- [Aim of the task]: Every single entry must be restated word for word.

-=-=-

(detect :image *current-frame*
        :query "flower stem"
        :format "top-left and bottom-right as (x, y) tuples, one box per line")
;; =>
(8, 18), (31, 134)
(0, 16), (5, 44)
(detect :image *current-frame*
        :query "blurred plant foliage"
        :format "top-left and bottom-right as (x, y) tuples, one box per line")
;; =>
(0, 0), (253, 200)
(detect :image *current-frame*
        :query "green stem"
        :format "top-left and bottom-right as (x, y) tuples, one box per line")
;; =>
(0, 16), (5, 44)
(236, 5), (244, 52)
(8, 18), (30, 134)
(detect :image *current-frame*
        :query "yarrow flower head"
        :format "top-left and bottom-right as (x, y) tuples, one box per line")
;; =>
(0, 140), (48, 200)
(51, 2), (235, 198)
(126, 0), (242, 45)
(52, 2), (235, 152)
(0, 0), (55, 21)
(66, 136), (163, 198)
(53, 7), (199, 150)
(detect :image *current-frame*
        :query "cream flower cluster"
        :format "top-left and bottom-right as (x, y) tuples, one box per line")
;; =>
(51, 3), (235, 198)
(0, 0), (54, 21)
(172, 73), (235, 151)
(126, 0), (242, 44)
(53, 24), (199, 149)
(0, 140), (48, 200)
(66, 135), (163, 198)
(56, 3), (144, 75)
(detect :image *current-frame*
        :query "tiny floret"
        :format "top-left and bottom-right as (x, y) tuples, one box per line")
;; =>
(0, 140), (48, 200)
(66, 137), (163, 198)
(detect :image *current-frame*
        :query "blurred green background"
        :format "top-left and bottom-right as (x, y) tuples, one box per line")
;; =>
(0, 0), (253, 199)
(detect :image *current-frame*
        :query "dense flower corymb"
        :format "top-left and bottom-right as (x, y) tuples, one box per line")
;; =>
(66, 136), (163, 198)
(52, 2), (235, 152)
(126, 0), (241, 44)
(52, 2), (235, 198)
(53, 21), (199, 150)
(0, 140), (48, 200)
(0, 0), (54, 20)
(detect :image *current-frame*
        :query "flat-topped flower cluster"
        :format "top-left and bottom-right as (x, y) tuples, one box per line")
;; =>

-=-=-

- [Exercise output]:
(detect :image *current-frame*
        :query "flower stem"
        :format "top-left and bottom-right as (x, y) tuples, one box per line")
;; =>
(8, 18), (31, 134)
(0, 16), (5, 44)
(detect :image *current-frame*
        :query "blurred plant foliage"
        :format "top-left and bottom-right as (x, y) tuples, one box per line")
;; =>
(0, 0), (253, 200)
(detect :image *current-frame*
        :query "green stem"
        :format "top-left and bottom-right as (x, y) tuples, one box per line")
;; =>
(0, 16), (5, 44)
(236, 5), (244, 52)
(8, 18), (30, 134)
(detect :image *current-frame*
        :query "yarrow flower head"
        :format "top-left and bottom-right as (x, y) tuples, one box per line")
;; =>
(0, 140), (48, 200)
(51, 2), (235, 198)
(126, 0), (242, 45)
(52, 2), (235, 152)
(0, 0), (55, 21)
(66, 136), (163, 198)
(53, 7), (199, 150)
(detect :image *current-frame*
        :query "cream flower cluster"
        :format "top-left and bottom-right as (x, y) tuples, one box per line")
;; =>
(51, 3), (235, 198)
(0, 0), (54, 21)
(172, 73), (235, 151)
(126, 0), (242, 44)
(53, 24), (199, 149)
(0, 140), (48, 200)
(66, 135), (163, 198)
(56, 3), (144, 75)
(detect :image *current-frame*
        :query "tiny floret"
        :format "top-left and bottom-right as (x, y) tuples, one box per line")
;; =>
(0, 140), (48, 200)
(66, 137), (163, 198)
(detect :image *current-frame*
        :query "blurred green background"
        :format "top-left and bottom-right as (x, y) tuples, one box per line")
;; =>
(0, 0), (253, 199)
(detect :image *current-frame*
        :query "dense flower corymb"
        :format "top-left and bottom-right as (x, y) tuples, one box per line")
;; =>
(66, 136), (163, 198)
(52, 2), (235, 152)
(126, 0), (241, 44)
(52, 2), (235, 198)
(53, 21), (199, 150)
(0, 140), (48, 200)
(0, 0), (54, 20)
(detect :image *current-frame*
        :query "flat-topped flower cluster"
        :format "top-left and bottom-right as (x, y) tuples, one box per line")
;; =>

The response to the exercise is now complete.